Given instruction >> Recast the data from the line containing "Where can you see the floral" down through the line containing "point(268, 436)" as a Markdown table with the columns Row and Text. Number each row and leave out any blank lines.

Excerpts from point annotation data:

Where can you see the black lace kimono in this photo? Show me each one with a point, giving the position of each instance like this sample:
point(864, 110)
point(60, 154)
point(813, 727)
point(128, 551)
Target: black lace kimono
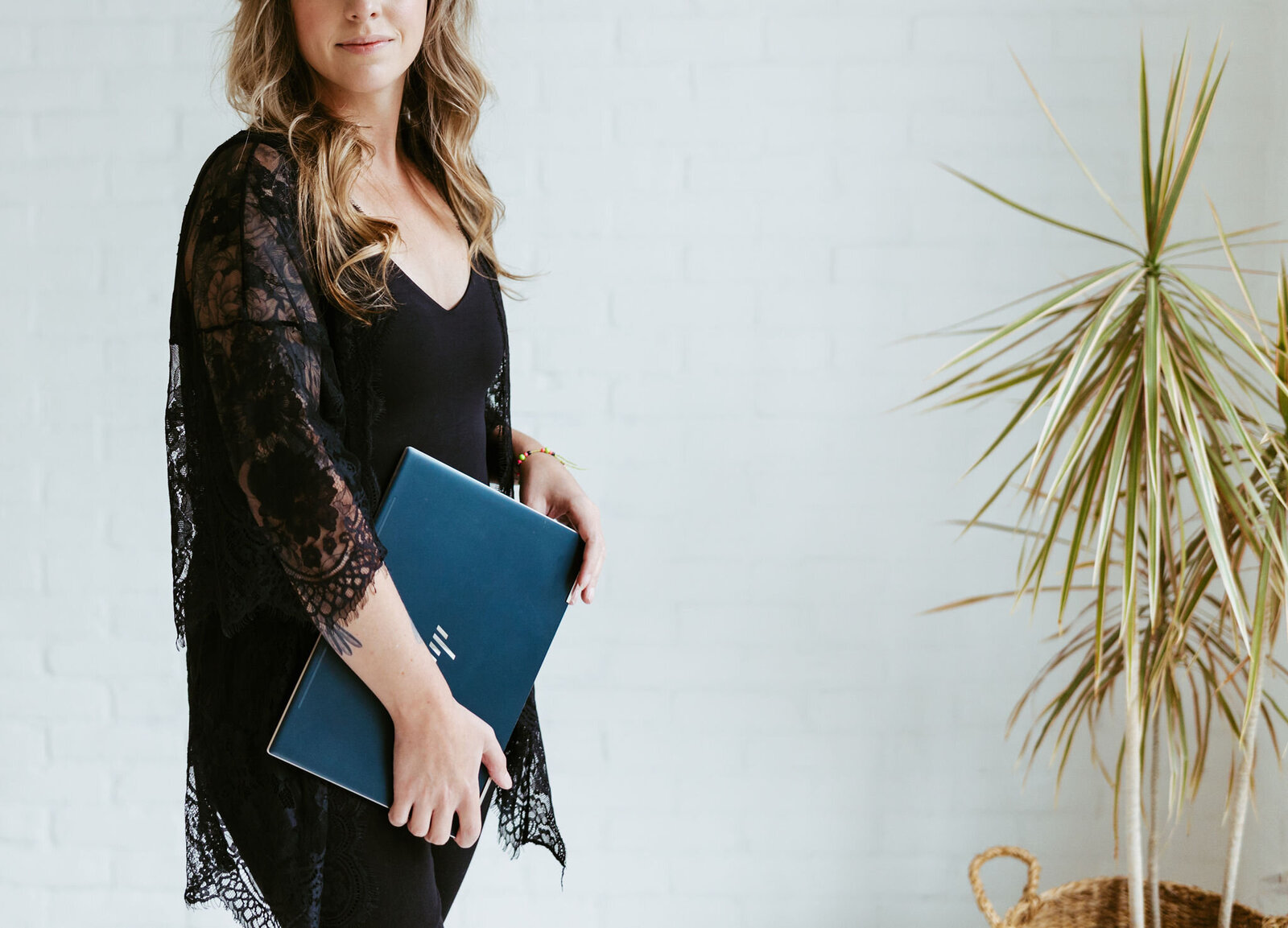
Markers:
point(268, 435)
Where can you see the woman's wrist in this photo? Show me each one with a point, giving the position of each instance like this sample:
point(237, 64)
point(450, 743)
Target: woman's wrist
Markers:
point(418, 687)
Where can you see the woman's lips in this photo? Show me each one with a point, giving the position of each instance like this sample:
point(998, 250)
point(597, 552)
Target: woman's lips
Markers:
point(366, 47)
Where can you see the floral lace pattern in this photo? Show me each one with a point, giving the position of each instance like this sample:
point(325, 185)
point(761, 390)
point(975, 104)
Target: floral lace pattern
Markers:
point(268, 436)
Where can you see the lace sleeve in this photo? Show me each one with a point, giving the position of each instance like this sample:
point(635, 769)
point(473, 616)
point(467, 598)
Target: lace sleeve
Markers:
point(259, 337)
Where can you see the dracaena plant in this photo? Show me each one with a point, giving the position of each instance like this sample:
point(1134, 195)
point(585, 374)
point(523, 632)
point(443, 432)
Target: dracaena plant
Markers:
point(1153, 475)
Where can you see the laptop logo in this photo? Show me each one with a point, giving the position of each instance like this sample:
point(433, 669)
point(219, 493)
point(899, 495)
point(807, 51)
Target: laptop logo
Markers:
point(438, 644)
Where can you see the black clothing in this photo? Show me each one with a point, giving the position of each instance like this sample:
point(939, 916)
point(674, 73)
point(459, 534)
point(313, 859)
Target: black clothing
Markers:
point(435, 369)
point(272, 414)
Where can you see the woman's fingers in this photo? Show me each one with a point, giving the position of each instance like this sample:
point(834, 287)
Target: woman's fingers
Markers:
point(441, 824)
point(585, 517)
point(493, 758)
point(472, 823)
point(420, 816)
point(401, 809)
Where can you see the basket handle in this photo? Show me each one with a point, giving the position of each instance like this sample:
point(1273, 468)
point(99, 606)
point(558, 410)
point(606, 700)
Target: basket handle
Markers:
point(1030, 886)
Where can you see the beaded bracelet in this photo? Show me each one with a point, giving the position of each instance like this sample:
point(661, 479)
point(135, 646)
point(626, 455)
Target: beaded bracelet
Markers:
point(528, 453)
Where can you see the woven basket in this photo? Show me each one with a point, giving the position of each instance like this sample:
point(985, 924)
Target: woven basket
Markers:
point(1101, 902)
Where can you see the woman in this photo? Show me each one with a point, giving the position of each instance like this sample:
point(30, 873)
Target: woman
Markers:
point(336, 298)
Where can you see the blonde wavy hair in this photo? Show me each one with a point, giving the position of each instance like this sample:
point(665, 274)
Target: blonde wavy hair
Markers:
point(272, 86)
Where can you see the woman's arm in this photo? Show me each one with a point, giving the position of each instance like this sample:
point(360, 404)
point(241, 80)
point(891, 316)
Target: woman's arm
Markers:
point(547, 485)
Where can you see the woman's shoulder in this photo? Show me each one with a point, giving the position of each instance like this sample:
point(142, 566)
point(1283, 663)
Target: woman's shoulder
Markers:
point(250, 160)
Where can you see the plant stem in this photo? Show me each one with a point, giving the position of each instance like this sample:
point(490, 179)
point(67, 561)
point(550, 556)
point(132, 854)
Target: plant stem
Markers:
point(1157, 921)
point(1131, 762)
point(1242, 790)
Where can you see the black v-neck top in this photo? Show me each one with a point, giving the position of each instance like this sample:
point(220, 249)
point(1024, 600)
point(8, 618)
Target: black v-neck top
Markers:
point(435, 367)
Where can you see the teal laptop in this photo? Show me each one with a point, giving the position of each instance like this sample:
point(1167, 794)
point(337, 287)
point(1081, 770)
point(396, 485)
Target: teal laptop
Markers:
point(486, 581)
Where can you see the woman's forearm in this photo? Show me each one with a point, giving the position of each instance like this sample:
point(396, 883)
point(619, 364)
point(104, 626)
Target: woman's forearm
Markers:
point(522, 442)
point(388, 653)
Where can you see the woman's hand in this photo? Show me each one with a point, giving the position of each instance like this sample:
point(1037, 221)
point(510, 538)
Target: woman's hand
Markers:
point(547, 487)
point(437, 749)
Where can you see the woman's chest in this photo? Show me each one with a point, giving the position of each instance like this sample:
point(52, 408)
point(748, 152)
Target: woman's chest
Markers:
point(429, 356)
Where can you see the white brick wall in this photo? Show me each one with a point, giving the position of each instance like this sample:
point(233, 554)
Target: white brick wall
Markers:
point(738, 212)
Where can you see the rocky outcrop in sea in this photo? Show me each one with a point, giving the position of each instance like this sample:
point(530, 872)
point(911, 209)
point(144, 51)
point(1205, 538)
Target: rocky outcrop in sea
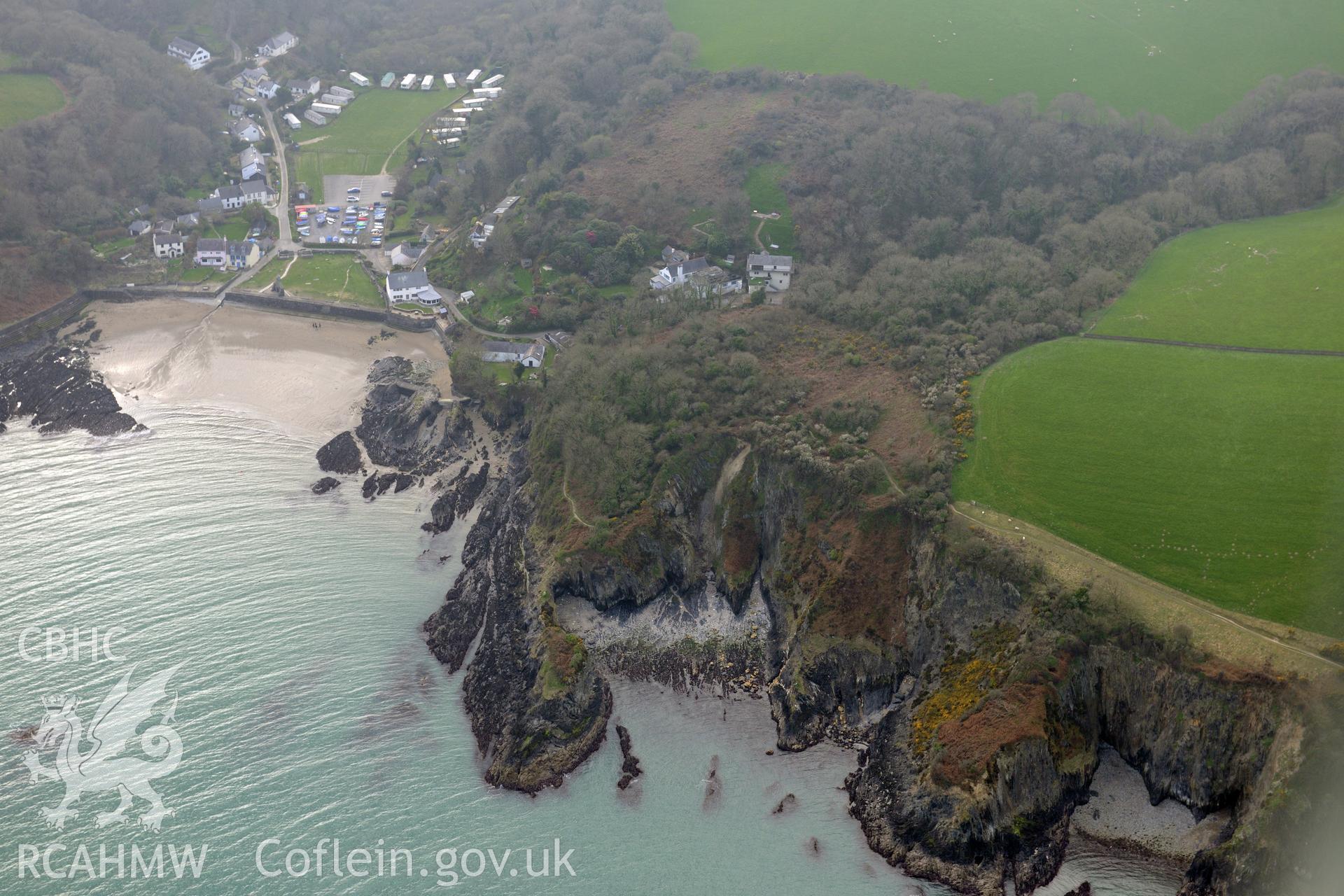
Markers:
point(59, 390)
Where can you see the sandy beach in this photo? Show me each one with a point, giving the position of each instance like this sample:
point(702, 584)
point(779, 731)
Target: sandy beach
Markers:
point(304, 374)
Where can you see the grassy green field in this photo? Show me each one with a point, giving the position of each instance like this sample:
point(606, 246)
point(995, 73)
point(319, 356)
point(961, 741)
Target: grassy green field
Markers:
point(766, 197)
point(1221, 473)
point(335, 277)
point(26, 97)
point(1273, 282)
point(360, 140)
point(1184, 61)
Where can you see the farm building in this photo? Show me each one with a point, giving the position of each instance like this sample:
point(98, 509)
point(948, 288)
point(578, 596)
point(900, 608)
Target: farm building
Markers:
point(211, 253)
point(524, 354)
point(279, 45)
point(774, 269)
point(252, 163)
point(195, 57)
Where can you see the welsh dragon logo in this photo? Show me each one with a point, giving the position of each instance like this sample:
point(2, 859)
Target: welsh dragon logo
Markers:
point(93, 761)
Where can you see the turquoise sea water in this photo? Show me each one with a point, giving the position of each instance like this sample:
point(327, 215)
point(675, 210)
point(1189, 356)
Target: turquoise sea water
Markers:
point(309, 708)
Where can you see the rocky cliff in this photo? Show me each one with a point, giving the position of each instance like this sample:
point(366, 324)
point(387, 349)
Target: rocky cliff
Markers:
point(59, 390)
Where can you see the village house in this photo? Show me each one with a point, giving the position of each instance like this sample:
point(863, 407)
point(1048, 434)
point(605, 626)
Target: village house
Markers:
point(252, 163)
point(168, 245)
point(776, 270)
point(277, 45)
point(195, 57)
point(405, 254)
point(714, 281)
point(678, 273)
point(244, 254)
point(300, 88)
point(524, 354)
point(245, 130)
point(211, 253)
point(412, 286)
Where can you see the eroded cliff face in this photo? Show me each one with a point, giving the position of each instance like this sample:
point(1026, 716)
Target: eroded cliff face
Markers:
point(538, 708)
point(979, 715)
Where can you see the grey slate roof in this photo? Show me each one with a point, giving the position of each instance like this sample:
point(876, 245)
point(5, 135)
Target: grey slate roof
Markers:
point(765, 260)
point(407, 280)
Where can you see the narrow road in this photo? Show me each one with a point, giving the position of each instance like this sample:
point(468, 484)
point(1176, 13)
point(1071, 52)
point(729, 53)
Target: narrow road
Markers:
point(286, 239)
point(1317, 352)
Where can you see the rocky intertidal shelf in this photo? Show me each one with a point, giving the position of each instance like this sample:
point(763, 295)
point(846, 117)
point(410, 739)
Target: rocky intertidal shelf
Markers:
point(59, 390)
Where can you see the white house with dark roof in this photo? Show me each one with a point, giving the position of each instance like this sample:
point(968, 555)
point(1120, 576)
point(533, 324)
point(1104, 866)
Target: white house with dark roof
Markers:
point(776, 270)
point(211, 253)
point(678, 273)
point(168, 245)
point(277, 45)
point(194, 55)
point(524, 354)
point(245, 194)
point(412, 286)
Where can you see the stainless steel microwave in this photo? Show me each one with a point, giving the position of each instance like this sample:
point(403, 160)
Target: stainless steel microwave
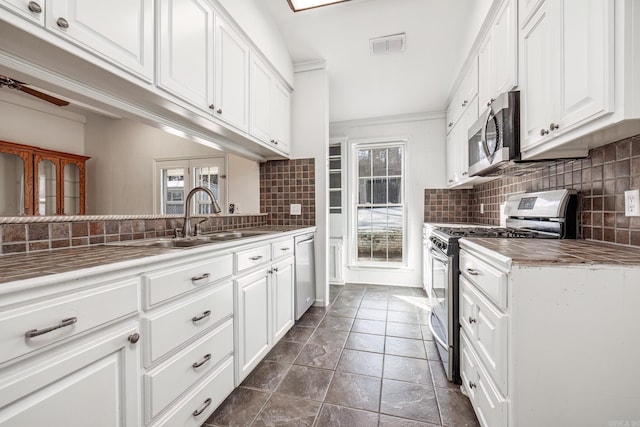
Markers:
point(494, 139)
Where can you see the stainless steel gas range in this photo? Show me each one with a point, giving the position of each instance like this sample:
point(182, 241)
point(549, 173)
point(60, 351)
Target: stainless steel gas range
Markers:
point(547, 214)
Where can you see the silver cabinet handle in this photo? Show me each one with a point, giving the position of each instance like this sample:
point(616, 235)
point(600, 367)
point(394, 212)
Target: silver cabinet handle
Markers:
point(35, 7)
point(204, 360)
point(204, 407)
point(199, 318)
point(201, 277)
point(62, 23)
point(63, 323)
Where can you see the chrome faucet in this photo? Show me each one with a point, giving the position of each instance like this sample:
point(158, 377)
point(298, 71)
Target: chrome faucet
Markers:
point(186, 226)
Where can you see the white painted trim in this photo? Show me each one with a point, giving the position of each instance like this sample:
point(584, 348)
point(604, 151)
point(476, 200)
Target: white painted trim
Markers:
point(401, 118)
point(301, 67)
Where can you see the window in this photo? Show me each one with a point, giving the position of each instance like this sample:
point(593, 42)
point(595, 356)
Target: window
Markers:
point(178, 177)
point(379, 215)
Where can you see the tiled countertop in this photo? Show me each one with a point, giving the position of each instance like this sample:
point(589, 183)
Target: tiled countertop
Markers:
point(561, 252)
point(36, 264)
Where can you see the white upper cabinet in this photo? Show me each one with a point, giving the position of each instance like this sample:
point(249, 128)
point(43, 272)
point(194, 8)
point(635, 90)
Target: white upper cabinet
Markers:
point(497, 56)
point(185, 54)
point(28, 9)
point(231, 95)
point(567, 70)
point(121, 31)
point(280, 116)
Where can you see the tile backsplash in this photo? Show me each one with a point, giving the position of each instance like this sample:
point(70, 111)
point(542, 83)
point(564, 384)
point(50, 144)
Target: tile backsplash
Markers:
point(283, 182)
point(601, 180)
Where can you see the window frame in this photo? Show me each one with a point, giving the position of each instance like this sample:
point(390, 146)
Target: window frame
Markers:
point(353, 197)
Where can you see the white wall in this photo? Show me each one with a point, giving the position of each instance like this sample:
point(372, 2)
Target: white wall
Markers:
point(120, 173)
point(262, 30)
point(425, 168)
point(310, 138)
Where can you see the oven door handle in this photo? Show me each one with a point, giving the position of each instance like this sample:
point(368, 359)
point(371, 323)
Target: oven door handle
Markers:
point(437, 255)
point(435, 335)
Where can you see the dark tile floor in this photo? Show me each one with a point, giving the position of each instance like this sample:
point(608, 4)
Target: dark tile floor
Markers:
point(366, 360)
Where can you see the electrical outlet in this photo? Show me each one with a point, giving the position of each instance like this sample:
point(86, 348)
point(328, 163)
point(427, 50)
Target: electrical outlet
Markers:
point(295, 209)
point(632, 203)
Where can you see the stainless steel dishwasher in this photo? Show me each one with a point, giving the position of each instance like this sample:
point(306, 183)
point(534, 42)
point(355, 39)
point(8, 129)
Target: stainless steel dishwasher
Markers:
point(305, 288)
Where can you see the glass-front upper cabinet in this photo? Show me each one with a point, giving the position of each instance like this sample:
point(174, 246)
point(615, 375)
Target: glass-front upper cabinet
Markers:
point(34, 181)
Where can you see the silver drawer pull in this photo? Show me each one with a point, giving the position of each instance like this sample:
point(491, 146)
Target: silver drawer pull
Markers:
point(199, 318)
point(204, 360)
point(204, 407)
point(201, 277)
point(37, 332)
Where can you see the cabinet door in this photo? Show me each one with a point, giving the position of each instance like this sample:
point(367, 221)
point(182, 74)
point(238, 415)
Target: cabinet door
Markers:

Task output >>
| Row | Text |
|---|---|
| 1 | Where can you see the floral lace pattern in this photo? Show me each one with a point, giving the position of each instance like this sample: |
| 2 | point(325, 185) |
| 3 | point(761, 390) |
| 4 | point(975, 104) |
| 5 | Target: floral lace pattern |
| 6 | Markers: |
| 7 | point(268, 436) |